What needs to be done: Copy out every line in the stretch from the line containing "Wildlife-tally tagging: find every instance of the wooden log" through the end of the lines. Increase each number in the point coordinates by 12, and leave all other lines unchanged.

Data entries:
# # # # # # #
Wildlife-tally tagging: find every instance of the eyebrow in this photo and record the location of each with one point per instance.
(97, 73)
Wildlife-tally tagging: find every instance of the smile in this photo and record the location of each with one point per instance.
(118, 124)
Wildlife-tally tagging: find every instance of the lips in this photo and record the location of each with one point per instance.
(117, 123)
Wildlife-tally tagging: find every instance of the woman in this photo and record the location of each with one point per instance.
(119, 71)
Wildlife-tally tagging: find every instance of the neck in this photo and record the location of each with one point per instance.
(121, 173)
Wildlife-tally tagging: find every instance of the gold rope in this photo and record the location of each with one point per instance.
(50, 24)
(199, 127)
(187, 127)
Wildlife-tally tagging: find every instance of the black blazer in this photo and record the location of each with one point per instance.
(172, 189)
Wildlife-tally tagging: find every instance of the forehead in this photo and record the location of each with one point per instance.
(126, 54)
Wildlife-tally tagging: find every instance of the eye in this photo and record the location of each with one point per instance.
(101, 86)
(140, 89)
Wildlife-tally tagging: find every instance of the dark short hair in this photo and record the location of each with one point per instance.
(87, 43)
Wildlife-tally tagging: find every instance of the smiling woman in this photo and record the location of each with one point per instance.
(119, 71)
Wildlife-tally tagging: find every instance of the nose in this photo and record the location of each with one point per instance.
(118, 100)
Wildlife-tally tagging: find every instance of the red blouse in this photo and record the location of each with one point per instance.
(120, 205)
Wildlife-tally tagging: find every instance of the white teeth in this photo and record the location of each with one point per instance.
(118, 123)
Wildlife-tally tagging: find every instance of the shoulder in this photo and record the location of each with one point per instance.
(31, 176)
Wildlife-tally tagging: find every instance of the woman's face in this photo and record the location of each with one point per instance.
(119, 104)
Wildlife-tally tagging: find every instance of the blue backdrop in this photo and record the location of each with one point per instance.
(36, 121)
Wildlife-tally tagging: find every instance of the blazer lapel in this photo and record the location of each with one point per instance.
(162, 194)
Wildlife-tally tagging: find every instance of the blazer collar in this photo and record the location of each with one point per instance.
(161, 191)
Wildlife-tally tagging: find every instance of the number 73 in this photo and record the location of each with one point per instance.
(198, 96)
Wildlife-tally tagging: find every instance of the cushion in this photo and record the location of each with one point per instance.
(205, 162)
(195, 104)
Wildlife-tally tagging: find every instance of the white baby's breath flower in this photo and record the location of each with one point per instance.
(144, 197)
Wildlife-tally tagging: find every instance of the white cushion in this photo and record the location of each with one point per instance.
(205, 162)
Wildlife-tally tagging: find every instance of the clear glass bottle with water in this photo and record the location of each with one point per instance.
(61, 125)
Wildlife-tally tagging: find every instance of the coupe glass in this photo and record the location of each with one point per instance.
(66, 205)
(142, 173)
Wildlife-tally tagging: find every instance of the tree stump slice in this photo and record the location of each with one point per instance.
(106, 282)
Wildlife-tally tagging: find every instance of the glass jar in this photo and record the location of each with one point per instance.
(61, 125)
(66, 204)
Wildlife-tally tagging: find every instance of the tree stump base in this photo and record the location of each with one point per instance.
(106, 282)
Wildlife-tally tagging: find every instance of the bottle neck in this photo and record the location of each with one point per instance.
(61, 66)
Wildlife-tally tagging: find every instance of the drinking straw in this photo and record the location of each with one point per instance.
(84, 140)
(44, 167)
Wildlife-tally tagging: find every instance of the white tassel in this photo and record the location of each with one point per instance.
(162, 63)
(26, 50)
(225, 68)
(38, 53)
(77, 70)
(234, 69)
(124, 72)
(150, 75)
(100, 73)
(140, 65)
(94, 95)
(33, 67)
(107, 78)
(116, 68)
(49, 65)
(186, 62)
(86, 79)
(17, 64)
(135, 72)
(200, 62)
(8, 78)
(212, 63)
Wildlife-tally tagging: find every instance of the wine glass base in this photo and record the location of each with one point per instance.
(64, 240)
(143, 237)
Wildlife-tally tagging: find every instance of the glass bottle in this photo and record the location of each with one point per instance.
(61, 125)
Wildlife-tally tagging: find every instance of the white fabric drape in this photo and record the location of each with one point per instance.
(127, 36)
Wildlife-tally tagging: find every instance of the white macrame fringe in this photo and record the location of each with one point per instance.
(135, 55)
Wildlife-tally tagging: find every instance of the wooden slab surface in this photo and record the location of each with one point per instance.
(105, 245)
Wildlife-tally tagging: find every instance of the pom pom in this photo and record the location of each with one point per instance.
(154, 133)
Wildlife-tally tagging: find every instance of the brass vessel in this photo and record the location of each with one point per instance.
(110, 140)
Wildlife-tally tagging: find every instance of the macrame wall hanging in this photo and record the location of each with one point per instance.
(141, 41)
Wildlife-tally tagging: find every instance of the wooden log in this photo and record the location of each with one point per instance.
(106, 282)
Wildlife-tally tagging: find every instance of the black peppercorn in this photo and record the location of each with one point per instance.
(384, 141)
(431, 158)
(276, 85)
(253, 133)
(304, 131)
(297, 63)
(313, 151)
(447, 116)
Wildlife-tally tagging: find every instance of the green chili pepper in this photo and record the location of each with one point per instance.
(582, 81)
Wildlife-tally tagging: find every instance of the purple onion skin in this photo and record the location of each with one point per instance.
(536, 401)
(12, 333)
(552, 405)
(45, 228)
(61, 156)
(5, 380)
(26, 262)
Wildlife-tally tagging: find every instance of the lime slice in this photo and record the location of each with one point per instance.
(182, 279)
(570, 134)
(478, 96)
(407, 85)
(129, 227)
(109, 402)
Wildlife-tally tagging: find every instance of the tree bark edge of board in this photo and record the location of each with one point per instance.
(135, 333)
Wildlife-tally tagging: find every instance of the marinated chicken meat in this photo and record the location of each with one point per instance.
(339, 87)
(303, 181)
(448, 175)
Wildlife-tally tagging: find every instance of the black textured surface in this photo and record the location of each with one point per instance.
# # # # # # #
Output of the task:
Wildlife-tally tagging: find every instance of the wooden log in this photo and record the location of each with one point per instance.
(118, 294)
Wildlife-tally tagging: find every instance of the black peppercorn in this photo and record the location of each with one point per instance.
(396, 153)
(443, 170)
(288, 97)
(265, 145)
(316, 143)
(309, 75)
(325, 163)
(459, 128)
Wildlife-tally tagging: find every instance of the green chili pepper in this photo and record the location of each with one point per instance.
(594, 93)
Wildlife-tally tagging: find every instance of the purple onion skin in this photo and record the location of each with one point per instance.
(548, 413)
(24, 345)
(564, 417)
(57, 240)
(73, 168)
(17, 392)
(38, 274)
Wildlife-tally tagging: find every instance of the lime slice in this photo and record the location of each with one point per instance.
(194, 291)
(582, 146)
(490, 108)
(419, 97)
(141, 239)
(121, 414)
Wildlife-tally tagging: find every instance of the tree bark edge of board in this photo and record the location of each with one point per instance.
(147, 345)
Wildlife-tally tagging: find every instance of the marinated chicken meat in this photo and record the location of each with one point per instance.
(351, 99)
(315, 193)
(460, 187)
Wildlife-tally tagging: find every instance of the black textured surface in this photo and record the location of each with one point per instance.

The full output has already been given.